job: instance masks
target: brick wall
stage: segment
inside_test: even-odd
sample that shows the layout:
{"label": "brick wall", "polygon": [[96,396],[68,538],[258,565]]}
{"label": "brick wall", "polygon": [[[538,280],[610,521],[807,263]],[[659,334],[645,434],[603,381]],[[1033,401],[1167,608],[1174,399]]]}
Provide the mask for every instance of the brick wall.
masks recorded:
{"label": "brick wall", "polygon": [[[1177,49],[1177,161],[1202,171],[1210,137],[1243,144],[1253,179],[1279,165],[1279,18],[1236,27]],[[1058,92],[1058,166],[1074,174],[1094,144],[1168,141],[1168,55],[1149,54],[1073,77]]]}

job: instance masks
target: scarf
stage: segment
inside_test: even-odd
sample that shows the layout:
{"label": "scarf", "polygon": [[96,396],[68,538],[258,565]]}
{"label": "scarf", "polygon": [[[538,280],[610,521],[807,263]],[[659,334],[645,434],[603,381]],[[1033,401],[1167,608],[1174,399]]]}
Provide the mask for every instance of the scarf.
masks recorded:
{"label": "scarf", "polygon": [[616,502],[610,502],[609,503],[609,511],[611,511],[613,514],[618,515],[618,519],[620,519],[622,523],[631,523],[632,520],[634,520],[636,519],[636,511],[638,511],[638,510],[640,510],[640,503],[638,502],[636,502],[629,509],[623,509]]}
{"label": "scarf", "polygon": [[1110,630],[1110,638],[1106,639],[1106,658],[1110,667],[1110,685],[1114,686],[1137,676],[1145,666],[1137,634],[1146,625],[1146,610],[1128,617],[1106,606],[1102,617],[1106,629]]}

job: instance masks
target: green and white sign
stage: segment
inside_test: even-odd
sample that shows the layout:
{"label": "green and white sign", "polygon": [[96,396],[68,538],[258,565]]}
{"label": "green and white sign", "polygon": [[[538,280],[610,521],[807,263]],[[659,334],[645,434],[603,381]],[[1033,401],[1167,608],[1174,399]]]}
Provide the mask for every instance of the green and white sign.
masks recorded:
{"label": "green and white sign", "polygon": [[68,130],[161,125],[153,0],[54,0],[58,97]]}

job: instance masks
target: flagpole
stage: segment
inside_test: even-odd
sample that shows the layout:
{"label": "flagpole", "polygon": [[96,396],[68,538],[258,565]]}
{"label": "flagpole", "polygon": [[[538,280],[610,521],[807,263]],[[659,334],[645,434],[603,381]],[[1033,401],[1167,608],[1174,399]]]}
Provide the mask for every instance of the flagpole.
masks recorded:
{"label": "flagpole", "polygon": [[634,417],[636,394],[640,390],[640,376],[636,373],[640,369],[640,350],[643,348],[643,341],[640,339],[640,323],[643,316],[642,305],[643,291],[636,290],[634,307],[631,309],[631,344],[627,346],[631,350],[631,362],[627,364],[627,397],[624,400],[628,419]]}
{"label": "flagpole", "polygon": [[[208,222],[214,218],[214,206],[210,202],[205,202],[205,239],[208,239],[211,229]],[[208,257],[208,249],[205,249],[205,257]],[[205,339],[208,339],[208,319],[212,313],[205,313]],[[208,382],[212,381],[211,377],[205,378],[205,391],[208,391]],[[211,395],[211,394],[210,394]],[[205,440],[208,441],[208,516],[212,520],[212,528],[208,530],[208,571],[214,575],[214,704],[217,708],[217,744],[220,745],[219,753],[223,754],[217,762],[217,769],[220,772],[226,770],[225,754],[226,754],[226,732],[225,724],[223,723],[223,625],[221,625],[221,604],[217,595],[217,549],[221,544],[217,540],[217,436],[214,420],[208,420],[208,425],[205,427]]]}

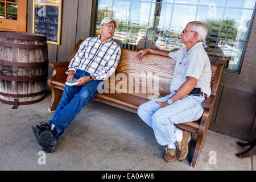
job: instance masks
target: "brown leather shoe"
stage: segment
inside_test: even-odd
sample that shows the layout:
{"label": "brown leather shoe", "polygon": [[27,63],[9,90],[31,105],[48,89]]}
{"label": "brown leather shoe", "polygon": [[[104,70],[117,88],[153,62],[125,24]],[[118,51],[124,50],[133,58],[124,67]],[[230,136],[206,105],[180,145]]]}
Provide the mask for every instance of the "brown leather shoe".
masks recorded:
{"label": "brown leather shoe", "polygon": [[177,160],[177,151],[176,149],[169,149],[167,147],[166,148],[166,155],[164,156],[164,159],[166,161],[174,162]]}
{"label": "brown leather shoe", "polygon": [[179,161],[181,161],[187,157],[188,153],[188,144],[191,139],[191,134],[189,132],[183,131],[182,140],[176,142],[175,144],[177,149],[177,158]]}

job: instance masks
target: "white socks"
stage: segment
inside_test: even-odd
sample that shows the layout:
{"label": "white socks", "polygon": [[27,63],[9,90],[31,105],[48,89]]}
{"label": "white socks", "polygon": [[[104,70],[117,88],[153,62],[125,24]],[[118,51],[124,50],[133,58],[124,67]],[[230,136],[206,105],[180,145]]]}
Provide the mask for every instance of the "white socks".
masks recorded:
{"label": "white socks", "polygon": [[179,142],[182,140],[183,137],[183,131],[181,130],[177,129],[177,131],[175,133],[176,137],[176,142]]}
{"label": "white socks", "polygon": [[[177,129],[177,131],[175,133],[176,142],[179,142],[182,140],[183,137],[183,131],[181,130]],[[169,149],[176,149],[176,146],[175,143],[170,143],[167,145],[167,147]]]}
{"label": "white socks", "polygon": [[51,130],[52,131],[54,129],[55,127],[55,125],[54,125],[52,123]]}
{"label": "white socks", "polygon": [[168,144],[167,145],[167,148],[169,149],[176,149],[176,146],[174,143]]}

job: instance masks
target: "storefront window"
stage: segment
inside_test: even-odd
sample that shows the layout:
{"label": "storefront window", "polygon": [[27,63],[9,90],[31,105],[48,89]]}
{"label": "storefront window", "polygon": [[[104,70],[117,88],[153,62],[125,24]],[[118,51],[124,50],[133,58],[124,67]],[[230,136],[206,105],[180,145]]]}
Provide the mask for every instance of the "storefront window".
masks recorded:
{"label": "storefront window", "polygon": [[170,51],[184,47],[179,39],[186,24],[204,22],[204,46],[212,64],[238,71],[256,0],[98,0],[96,35],[101,19],[119,22],[114,39],[123,48]]}

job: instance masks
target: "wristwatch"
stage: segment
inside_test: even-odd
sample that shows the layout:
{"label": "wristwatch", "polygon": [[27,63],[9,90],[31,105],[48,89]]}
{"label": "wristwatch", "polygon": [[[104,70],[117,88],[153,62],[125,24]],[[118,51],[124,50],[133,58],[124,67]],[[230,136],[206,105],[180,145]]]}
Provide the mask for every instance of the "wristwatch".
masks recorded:
{"label": "wristwatch", "polygon": [[169,105],[170,105],[174,103],[174,101],[172,101],[172,100],[171,98],[169,98],[167,101],[167,102]]}
{"label": "wristwatch", "polygon": [[89,75],[89,76],[90,77],[90,80],[89,80],[89,81],[93,80],[92,76]]}

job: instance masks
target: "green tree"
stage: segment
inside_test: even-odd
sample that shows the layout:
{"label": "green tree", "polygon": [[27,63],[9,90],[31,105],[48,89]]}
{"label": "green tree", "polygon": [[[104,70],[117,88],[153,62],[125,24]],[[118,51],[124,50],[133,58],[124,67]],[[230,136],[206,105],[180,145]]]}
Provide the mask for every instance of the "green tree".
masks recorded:
{"label": "green tree", "polygon": [[[207,19],[204,23],[208,29],[208,35],[217,36],[221,20]],[[235,40],[237,34],[236,27],[237,24],[234,19],[223,20],[220,36],[222,38]]]}

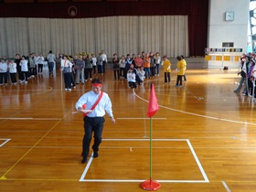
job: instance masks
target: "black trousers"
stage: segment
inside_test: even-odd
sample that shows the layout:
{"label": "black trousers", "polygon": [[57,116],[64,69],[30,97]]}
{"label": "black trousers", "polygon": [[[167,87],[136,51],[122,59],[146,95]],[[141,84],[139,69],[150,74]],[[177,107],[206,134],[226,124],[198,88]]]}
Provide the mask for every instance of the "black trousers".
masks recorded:
{"label": "black trousers", "polygon": [[10,73],[12,83],[16,82],[16,73]]}
{"label": "black trousers", "polygon": [[114,78],[114,80],[120,79],[119,69],[113,69],[113,78]]}
{"label": "black trousers", "polygon": [[8,83],[8,73],[7,72],[1,72],[0,73],[0,84],[3,84],[3,79],[5,83]]}
{"label": "black trousers", "polygon": [[183,75],[176,76],[176,85],[182,85],[182,76]]}
{"label": "black trousers", "polygon": [[94,144],[92,145],[93,152],[99,151],[101,143],[101,135],[105,119],[103,117],[88,117],[83,118],[84,135],[82,140],[82,155],[87,158],[89,154],[90,143],[92,133],[94,133]]}
{"label": "black trousers", "polygon": [[165,82],[170,82],[171,81],[171,73],[170,72],[165,72]]}
{"label": "black trousers", "polygon": [[64,82],[65,89],[71,89],[71,72],[65,72],[64,74]]}

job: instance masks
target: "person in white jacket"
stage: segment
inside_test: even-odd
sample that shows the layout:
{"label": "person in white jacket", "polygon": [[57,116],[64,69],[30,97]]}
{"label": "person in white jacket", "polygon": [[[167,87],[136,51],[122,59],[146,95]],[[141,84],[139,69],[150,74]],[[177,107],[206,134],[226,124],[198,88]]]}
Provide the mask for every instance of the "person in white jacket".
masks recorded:
{"label": "person in white jacket", "polygon": [[5,61],[5,59],[1,59],[0,62],[0,85],[3,85],[3,80],[5,84],[8,83],[8,73],[7,73],[7,64]]}
{"label": "person in white jacket", "polygon": [[65,55],[64,59],[61,59],[60,65],[64,74],[65,91],[71,91],[71,72],[73,64],[68,59],[68,56]]}
{"label": "person in white jacket", "polygon": [[138,76],[138,79],[137,79],[138,85],[140,85],[144,80],[144,70],[143,67],[138,68],[137,76]]}
{"label": "person in white jacket", "polygon": [[25,56],[21,57],[21,60],[19,63],[21,67],[21,83],[27,83],[28,78],[28,67],[27,67],[27,60],[26,59]]}
{"label": "person in white jacket", "polygon": [[15,63],[14,59],[10,59],[10,62],[8,64],[9,68],[9,73],[11,76],[12,84],[16,84],[16,64]]}
{"label": "person in white jacket", "polygon": [[133,69],[129,69],[127,72],[127,81],[129,88],[137,88],[136,85],[136,74]]}

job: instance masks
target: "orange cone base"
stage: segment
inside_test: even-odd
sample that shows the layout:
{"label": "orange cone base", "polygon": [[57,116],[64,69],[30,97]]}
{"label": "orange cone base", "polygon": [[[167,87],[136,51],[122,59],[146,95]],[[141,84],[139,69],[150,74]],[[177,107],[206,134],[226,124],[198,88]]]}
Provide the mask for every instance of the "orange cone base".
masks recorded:
{"label": "orange cone base", "polygon": [[161,187],[161,184],[157,181],[146,180],[142,183],[142,187],[147,191],[155,191]]}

-*-*-

[STATED EXERCISE]
Return every line of the records that contains the string "window", treating uppercase and lowercase letters as different.

[THE REPLY]
target: "storefront window"
{"label": "storefront window", "polygon": [[27,63],[9,90],[31,105],[48,89]]}
{"label": "storefront window", "polygon": [[[104,70],[117,88],[153,62],[125,24]],[[118,51],[124,50],[133,58],[124,67]],[[230,136],[206,105],[180,145]]]}
Provide the mask for every instance of the "storefront window".
{"label": "storefront window", "polygon": [[170,51],[184,47],[179,39],[186,24],[204,22],[204,46],[212,64],[238,71],[256,0],[98,0],[96,35],[101,19],[119,22],[114,39],[123,48]]}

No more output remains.